[RECORDS FOR THE TASK start]
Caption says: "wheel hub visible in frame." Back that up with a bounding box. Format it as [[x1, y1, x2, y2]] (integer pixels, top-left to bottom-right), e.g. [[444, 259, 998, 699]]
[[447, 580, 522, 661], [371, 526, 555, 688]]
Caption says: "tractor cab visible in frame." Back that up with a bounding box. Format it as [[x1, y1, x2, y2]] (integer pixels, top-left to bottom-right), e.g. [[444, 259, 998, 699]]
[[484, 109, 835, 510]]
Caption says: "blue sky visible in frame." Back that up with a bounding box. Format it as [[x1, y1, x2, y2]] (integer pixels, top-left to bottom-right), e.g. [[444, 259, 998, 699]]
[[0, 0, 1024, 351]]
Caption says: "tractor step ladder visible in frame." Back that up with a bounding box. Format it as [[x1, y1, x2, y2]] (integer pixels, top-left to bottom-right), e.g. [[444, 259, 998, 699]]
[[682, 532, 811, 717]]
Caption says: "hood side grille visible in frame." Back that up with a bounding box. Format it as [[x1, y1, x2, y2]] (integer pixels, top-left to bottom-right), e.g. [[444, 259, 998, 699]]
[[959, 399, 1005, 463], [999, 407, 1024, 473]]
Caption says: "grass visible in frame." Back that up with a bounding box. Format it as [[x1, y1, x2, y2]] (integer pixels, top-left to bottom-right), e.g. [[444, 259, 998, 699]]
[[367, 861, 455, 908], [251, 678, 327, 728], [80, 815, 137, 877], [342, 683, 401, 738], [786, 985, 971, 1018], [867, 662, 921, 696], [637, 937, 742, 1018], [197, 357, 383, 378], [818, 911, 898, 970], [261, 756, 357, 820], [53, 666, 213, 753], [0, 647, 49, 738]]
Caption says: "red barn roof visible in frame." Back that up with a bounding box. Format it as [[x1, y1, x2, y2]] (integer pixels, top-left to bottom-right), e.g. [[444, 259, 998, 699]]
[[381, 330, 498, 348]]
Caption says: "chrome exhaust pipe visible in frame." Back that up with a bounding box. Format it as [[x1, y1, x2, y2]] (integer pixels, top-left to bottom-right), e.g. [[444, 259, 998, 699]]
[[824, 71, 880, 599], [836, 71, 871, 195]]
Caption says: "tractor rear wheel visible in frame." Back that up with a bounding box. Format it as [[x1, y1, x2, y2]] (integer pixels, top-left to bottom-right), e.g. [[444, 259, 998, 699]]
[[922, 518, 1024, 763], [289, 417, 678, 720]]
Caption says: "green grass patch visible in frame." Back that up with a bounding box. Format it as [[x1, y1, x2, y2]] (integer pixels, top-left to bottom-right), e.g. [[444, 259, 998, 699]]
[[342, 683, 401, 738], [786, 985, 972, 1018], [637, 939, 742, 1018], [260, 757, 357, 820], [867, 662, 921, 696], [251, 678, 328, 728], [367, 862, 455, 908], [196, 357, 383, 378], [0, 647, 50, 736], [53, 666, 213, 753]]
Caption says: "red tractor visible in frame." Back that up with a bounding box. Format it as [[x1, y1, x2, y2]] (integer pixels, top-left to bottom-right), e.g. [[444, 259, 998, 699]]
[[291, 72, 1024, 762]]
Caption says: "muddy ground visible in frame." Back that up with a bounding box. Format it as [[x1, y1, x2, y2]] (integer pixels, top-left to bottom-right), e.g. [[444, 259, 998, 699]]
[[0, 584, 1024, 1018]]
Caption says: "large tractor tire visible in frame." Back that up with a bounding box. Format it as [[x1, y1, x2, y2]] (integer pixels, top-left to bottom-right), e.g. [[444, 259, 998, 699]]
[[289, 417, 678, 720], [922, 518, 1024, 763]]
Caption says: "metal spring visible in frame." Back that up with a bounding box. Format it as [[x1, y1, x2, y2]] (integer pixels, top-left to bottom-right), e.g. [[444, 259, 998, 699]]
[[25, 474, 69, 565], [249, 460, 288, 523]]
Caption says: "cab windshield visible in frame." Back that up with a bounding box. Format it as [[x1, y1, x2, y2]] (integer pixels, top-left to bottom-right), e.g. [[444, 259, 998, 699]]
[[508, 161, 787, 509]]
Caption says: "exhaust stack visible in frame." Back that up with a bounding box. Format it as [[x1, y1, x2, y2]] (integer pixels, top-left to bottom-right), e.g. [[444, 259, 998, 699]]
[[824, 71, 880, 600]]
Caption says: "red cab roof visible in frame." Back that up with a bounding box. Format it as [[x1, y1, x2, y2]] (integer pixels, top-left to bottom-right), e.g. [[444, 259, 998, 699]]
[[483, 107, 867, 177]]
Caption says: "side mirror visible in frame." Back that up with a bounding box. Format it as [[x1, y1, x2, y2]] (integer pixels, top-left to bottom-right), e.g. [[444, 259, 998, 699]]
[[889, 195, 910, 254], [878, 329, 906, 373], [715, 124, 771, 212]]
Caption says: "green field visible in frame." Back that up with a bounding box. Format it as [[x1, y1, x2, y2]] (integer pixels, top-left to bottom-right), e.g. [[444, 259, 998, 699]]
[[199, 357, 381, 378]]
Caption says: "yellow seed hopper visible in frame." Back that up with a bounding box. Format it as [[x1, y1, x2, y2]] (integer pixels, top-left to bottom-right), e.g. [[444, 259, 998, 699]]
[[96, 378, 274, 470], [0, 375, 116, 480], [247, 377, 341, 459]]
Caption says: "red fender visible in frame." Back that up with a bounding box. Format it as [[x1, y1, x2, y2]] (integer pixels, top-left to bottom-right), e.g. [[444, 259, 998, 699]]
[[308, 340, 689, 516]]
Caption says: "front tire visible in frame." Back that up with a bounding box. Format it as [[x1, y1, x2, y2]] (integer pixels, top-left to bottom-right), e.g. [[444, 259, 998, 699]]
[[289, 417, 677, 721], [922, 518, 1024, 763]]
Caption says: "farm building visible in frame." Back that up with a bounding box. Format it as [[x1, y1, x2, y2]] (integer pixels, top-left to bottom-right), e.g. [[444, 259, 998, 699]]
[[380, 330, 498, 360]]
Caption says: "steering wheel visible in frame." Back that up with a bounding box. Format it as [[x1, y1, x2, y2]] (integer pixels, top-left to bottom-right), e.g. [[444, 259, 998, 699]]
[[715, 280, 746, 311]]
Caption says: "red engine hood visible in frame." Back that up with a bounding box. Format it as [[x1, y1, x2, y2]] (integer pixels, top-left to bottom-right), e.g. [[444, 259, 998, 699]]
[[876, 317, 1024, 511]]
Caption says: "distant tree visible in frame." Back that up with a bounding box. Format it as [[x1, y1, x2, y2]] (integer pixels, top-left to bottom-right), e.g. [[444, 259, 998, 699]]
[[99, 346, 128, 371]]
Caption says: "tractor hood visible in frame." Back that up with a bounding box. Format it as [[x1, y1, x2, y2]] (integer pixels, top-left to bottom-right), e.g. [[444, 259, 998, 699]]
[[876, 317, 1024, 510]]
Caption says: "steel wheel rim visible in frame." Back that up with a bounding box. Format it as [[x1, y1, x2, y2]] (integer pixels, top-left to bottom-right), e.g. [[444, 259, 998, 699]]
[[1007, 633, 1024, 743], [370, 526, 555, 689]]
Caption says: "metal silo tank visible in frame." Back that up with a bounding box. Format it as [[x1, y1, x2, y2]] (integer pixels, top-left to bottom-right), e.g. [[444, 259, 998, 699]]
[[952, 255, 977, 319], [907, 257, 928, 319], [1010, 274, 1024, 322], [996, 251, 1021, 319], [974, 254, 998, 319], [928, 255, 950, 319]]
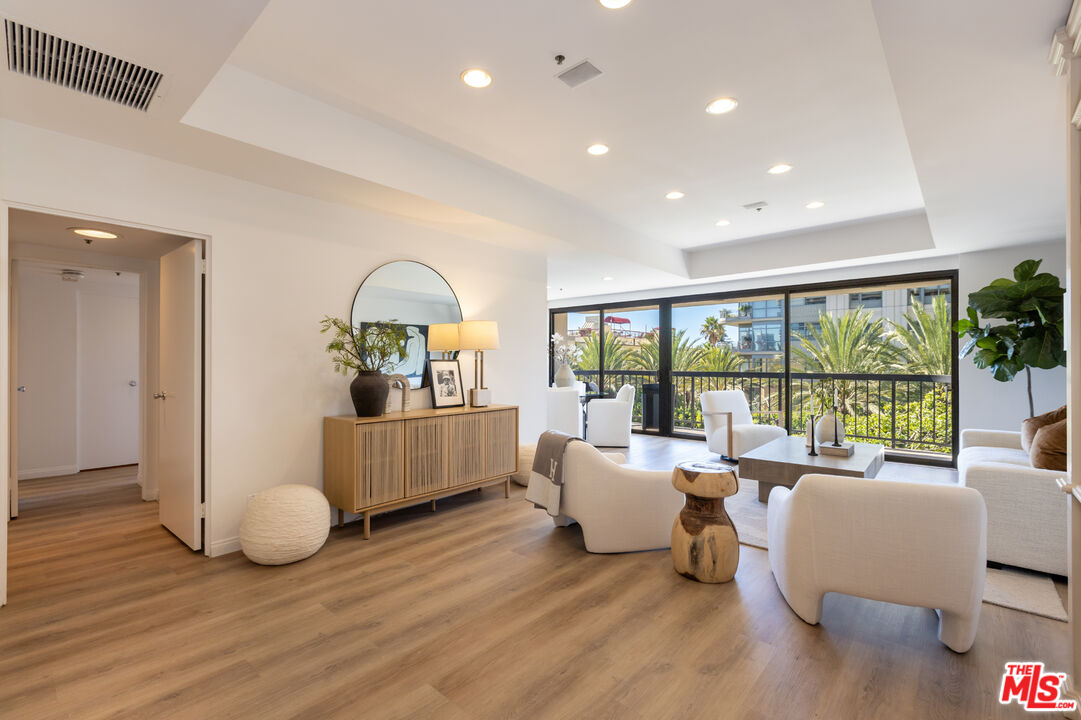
[RECORDS FOR THE TASK end]
*WHAT THE TASK REQUIRES*: Rewrite all the entries above as a numbered list with no blank lines, and leave out any pictures.

*FULL ANSWER*:
1. Caption says: "wheel hub visible in frame." Back that up with a bounding box. Format it as [[x1, y1, x2, y2]] (integer pixels, top-left to bottom-right), e.g. [[444, 259, 998, 699]]
2. [[447, 580, 522, 661], [371, 526, 555, 688]]
3. Caption says: "tractor cab visible in frame." Back that up with a bounding box. Format it as [[x1, y1, x2, y2]] (integer pixels, top-left to bottom-right), e.g. [[444, 259, 998, 699]]
4. [[484, 109, 835, 510]]
5. Caption says: "blue sky visible in frame." Back that up with a bounding box. Format it as [[x1, y1, x2, y2]] (integer pixels, top-left to bottom-right), e.g. [[444, 259, 998, 699]]
6. [[0, 0, 1024, 351]]
7. Caption says: "tractor step ladder visible in frame." Back that up with a bounding box. Format it as [[x1, y1, x2, y2]] (integer pixels, top-left to bottom-right), e.g. [[444, 259, 998, 699]]
8. [[682, 532, 811, 717]]
9. Caption says: "hood side grille visible in frame." Back that up with a bounding box. Format it as [[x1, y1, x2, y2]] (integer pixels, top-left to bottom-right), e.g. [[444, 259, 998, 699]]
10. [[959, 399, 1005, 463], [999, 407, 1024, 473]]
11. Caption says: "grass visible in frame." Back that up with a bounding box. Format it as [[x1, y1, x2, y2]] (integer pixels, top-left to bottom-right), e.g. [[444, 259, 998, 699]]
12. [[367, 861, 455, 908], [251, 678, 327, 728], [80, 815, 137, 877], [342, 683, 401, 738], [786, 985, 971, 1018], [867, 662, 921, 696], [637, 937, 742, 1018], [197, 357, 383, 378], [818, 911, 898, 970], [261, 756, 357, 820], [53, 666, 213, 753], [0, 647, 49, 738]]
13. Caption says: "red barn roof visible in frame." Back that up with a bounding box. Format it as [[x1, y1, x2, y2]] (integer pixels, top-left to bottom-right), e.g. [[444, 259, 998, 699]]
14. [[381, 330, 498, 348]]
15. Caption says: "chrome exhaust pipe visible in frame." Back that up with a bounding box. Format it as [[x1, y1, x2, y2]] (integer pixels, top-left to bottom-right), e.g. [[444, 259, 998, 699]]
16. [[824, 71, 880, 599], [836, 71, 871, 195]]
17. Caption says: "tractor rear wheel visible in frame." Back that up with a bounding box. Format it as [[x1, y1, x2, y2]] (integer pixels, top-left to bottom-right), e.g. [[444, 259, 998, 699]]
18. [[922, 518, 1024, 763], [289, 417, 678, 720]]
19. Caption says: "green grass patch visible in frame." Back that up with a bounding box. Format it as [[x1, y1, x2, y2]] (integer pixels, top-left to bottom-right), e.g. [[444, 259, 998, 699]]
20. [[342, 683, 401, 738], [786, 985, 972, 1018], [637, 939, 742, 1018], [260, 757, 357, 820], [867, 662, 921, 696], [251, 678, 328, 728], [367, 862, 455, 908], [196, 357, 383, 378], [0, 647, 50, 736], [53, 666, 213, 753]]
21. Caption says: "red tractor visible in frame." Back that up with a bounding box. Format it as [[x1, y1, x2, y2]] (integer pixels, top-left to bottom-right), e.g. [[444, 259, 998, 699]]
22. [[291, 72, 1024, 762]]
23. Caption says: "muddy ground visible in frame." Back that up with a bounding box. Format it as [[x1, y1, x2, y2]] (integer pixels, top-left to bottom-right), e.g. [[444, 259, 998, 699]]
24. [[0, 584, 1024, 1018]]
25. Caption says: "large tractor tire visible in frame." Back that up with a bounding box. Format it as [[x1, y1, x2, y2]] (integer pixels, top-left to bottom-right), e.g. [[444, 259, 998, 699]]
26. [[289, 417, 678, 720], [922, 518, 1024, 763]]
27. Caption says: "metal spring visible in frame." Back that up with a bounding box. Format it as [[x1, y1, x2, y2]] (integer pixels, top-left to bottom-right), e.g. [[444, 259, 998, 699]]
28. [[25, 474, 69, 565], [249, 460, 288, 523]]
29. Caption says: "cab windshield visible in frame." Back that up with a bounding box. Format it as [[x1, y1, x2, y2]] (integer pixels, top-left to bottom-right), e.g. [[444, 259, 998, 699]]
30. [[508, 161, 787, 509]]
31. Caption says: "exhaust stack visible in frame." Back that up with a bounding box. Format it as [[x1, y1, x2, y2]] (integer pixels, top-left to bottom-right), e.g. [[444, 259, 998, 699]]
32. [[824, 71, 880, 600]]
33. Caption says: "red cab roof visible in frame." Back that up with a bounding box. Format it as [[x1, y1, x2, y2]] (integer pixels, top-left to bottom-right), e.g. [[444, 259, 998, 699]]
34. [[483, 107, 867, 177]]
35. Caption says: "side mirror visible in frame." Back that up with a bounding box. Format it as [[x1, y1, x2, y2]] (integer pixels, top-left to bottom-right), e.g. [[444, 259, 998, 699]]
36. [[889, 195, 910, 254], [878, 329, 906, 373], [715, 124, 771, 212]]
37. Caption says: "green field visible in frame." Back that up with a bounding box. Format it as [[x1, y1, x2, y2]] (integer pixels, top-left to bottom-right), e.g. [[444, 259, 998, 699]]
38. [[199, 357, 381, 378]]
39. Caption says: "yellow seed hopper visible in frame." Back that up with a bounding box. Format it as [[x1, y1, x2, y2]] (integer pixels, top-left to bottom-right), e.g. [[444, 259, 998, 699]]
40. [[96, 378, 274, 470], [0, 375, 116, 480], [247, 377, 341, 459]]
41. Caption says: "red fender visible in frame." Back that up with a bounding box. Format it as [[x1, y1, x2, y2]] (integer pixels, top-left to bottom-right), e.g. [[444, 259, 998, 699]]
42. [[308, 340, 689, 516]]
43. Caption says: "front tire visible in frame." Back that up with a bounding box. Format it as [[x1, y1, x2, y2]] (integer pixels, top-left to bottom-right), e.g. [[444, 259, 998, 699]]
44. [[289, 417, 677, 721], [922, 518, 1024, 763]]
45. Caption says: "farm building visible in frame." Back that up with a bounding box. Format it as [[x1, y1, x2, y2]] (integer pixels, top-left to bottom-right), e.g. [[444, 259, 998, 699]]
46. [[380, 330, 498, 360]]
47. Caption says: "steering wheel visible in frame." Back that up with a bounding box. Format it as [[x1, y1, x2, y2]] (integer pixels, top-left to bottom-right), e.g. [[444, 259, 998, 699]]
48. [[715, 280, 746, 311]]
49. Caption says: "red engine hood visible in frame." Back that up with a bounding box. Format it as [[x1, y1, x2, y2]] (integer pixels, top-left to bottom-right), e.g. [[444, 259, 998, 699]]
50. [[876, 317, 1024, 511]]
51. Caption says: "distant tree visible in frame." Back that up with a bounding box. Format it as [[x1, y1, x2, y2]] (integer pixels, top-left to bottom-right), e.g. [[444, 259, 998, 699]]
52. [[99, 346, 128, 371]]
53. Caption says: "tractor hood visible in frame." Back that up with a bounding box. Format it as [[x1, y1, x2, y2]] (integer pixels, top-left to bottom-right), e.g. [[444, 259, 998, 699]]
54. [[876, 317, 1024, 510]]
55. Caption says: "steel wheel rim visible in frame." Back that up with a bounding box. Format it as [[x1, y1, x2, y2]] (integer pixels, top-left to bottom-right), e.g. [[444, 259, 998, 699]]
56. [[1007, 633, 1024, 743], [370, 526, 555, 689]]
57. Caption says: "metal silo tank visible in frame." Back that up with a bounding box. Format it as [[x1, y1, x2, y2]] (integer pixels, top-left to bottom-right), e.g. [[444, 259, 998, 699]]
58. [[952, 255, 977, 319], [907, 257, 928, 319], [1010, 274, 1024, 322], [996, 251, 1021, 319], [974, 254, 998, 319], [928, 255, 950, 319]]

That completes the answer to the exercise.